Pointing entries for named objects

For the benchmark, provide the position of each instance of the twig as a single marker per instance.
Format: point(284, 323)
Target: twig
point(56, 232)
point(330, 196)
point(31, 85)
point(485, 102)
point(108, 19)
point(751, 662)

• _Problem statement_: Rewrite every line of the material above, request lines included. Multiply each coordinate in the answer points by 1.5 and round to whole numbers, with halves rounding up; leave the request lines and their format sample unchanged.

• _The response_:
For the benchmark, provide the position of each instance of the twig as a single marker per instance.
Format: point(284, 323)
Target: twig
point(84, 348)
point(495, 294)
point(47, 128)
point(728, 153)
point(162, 29)
point(1127, 993)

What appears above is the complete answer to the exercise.